Question

Verify the equation:
2. (sin x)(tan x cos x - cot x cos x) = 1 - 2 cos^2 x

Answer 1

1) distribute sin x
2) write tan x = sin x/ cos x, cot x = cos x/sin x.

Answer 2

Can we start with the right side?

Answer 3

Or no? Because I think I'm supposed to match right to left

Answer 4

is it asked to march right to left ? that would be not as easy as to go from left to right...

Answer 5

Yeah I know! haha but that's what it says lol

Answer 6

\[1-2\cos^2 x=1-\cos^2 x - \cos^2 x\\=\sin^2 x - \cos^2 x\\\]

Answer 7

ok, then you can first use the formula,
1= \(\sin^2x + \cos^2x\)

Answer 8

okay so sin^2 x+cos^2 x- 2 cos^2 x

Answer 9

yes, which is sin^2x-cos^2x, isn't it ?

Answer 10

now whats done is :
\(\dfrac{\sin^2x \cos x}{\cos x} - \dfrac{\cos^2x \sin x}{\sin x} \)

Answer 11

then 1)factor out sin x from numerator of both terms,
2) write sin x/cos x = tan x in 1st term and cos x/sin x =cot x in 2nd term.
and you're done...

Answer 12

okay so would I use the tanx=sinx/cosx and cotx=cosx/sinx formulas?

> _Exercise prompt_
Continue the thread on verifying the trigonometric identity, starting after its last post. The listing isn't needed for this.

> _Data excerpt_
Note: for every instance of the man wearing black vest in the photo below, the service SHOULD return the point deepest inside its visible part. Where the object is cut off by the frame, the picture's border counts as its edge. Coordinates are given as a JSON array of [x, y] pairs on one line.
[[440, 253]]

> _Task result_
Answer 13

oh you just wrote that haha

Answer 14

okay let me try

Answer 15

sure, take your time :)

Answer 16

Would it be tan^2x cos x - cot^2 x sin x? I feel like that might be wrong

Answer 17

tillwhich step are u sure, you got correct ?

Answer 18

I'm not sure how to factor out sin x

Answer 19

\(\dfrac{\sin^2x \cos x}{\cos x} - \dfrac{\cos^2x \sin x}{\sin x} \\ = \sin x [\dfrac{\sin x \cos x}{\cos x} - \dfrac{\cos^2x }{\sin x}] \\ =\sin x[\dfrac{\sin x }{\cos x} \times \cos x - \dfrac{\cos x }{\sin x} \times \cos x]\)
now ?

Answer 20

Oh! soo... sinx(tanx cosx- cot x cos x) You just made this whole verifying thing so much! Easier! I think that's where I'm messing up is factoring out! Thank you so much! :)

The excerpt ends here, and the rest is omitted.